◆ Exercise goal
Starting at the beginning of the data and ending with the line containing "x=227, y=141", rewrite every line in full. Scale each answer coordinate by 2.55 and round it to a whole number (halves up), but leave all other text, including the sample coordinates, unchanged.

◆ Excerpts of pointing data
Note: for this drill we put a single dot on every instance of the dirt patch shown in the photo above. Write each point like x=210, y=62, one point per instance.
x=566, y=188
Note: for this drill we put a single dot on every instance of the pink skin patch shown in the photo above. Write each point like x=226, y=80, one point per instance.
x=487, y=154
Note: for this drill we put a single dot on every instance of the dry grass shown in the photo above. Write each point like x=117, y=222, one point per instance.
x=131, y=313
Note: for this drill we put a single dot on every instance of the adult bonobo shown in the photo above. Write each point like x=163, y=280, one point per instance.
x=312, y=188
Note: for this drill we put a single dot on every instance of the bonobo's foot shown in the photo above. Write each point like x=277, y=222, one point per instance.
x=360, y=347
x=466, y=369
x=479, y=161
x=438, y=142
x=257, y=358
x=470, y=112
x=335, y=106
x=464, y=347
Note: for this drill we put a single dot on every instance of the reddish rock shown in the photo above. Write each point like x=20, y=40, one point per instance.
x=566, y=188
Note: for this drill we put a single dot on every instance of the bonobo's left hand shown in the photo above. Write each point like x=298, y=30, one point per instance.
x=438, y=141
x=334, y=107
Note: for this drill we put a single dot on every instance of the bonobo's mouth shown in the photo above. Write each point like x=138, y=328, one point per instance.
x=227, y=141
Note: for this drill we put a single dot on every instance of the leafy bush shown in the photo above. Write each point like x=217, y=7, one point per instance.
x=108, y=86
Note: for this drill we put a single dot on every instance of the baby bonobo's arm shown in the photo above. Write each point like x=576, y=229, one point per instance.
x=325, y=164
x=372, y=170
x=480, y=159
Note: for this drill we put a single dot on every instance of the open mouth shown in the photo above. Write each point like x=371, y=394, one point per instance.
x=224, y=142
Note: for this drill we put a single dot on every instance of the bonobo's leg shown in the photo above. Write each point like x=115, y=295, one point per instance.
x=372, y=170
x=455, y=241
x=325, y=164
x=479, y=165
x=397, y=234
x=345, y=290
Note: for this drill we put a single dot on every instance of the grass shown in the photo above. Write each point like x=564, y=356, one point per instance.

◆ Written reply
Note: for this drill we put a single dot on every instance of the dirt patch shown in the photo above. Write each point like x=210, y=62, one point per instance.
x=1443, y=479
Note: for this drill we put a single dot on every instance of the pink skin patch shown in the photo above. Write each point like x=226, y=80, one point per instance.
x=1242, y=393
Note: for this drill we put a single dot on every instance of the dry grass shown in the photo above. Write each point like x=117, y=222, one point per instance.
x=334, y=798
Note: for this drill we put a single dot on every instance of the adult bonobo shown in the photo above. Write each point like x=163, y=280, one point per instance.
x=796, y=479
Note: for this drill we put a single dot on every instance of the bonobo's foot shown in the photo above. Write each point like x=277, y=222, one point per instance.
x=918, y=885
x=1188, y=941
x=1221, y=411
x=1117, y=362
x=655, y=913
x=1199, y=286
x=854, y=270
x=1183, y=885
Note: for this drill we put a single dot on every instance of the reddish rock shown in the photo above. Write each point like x=20, y=40, one point per instance.
x=1443, y=479
Note: for this drill we put a single dot on every instance of the bonobo's left hand shown in the photo above. Write each point like x=298, y=30, one point per instance.
x=1117, y=360
x=852, y=273
Note: for this drill we put a single dot on every instance of the bonobo's mouth shown in the photo above. Write each point like x=138, y=328, one point per instance.
x=579, y=360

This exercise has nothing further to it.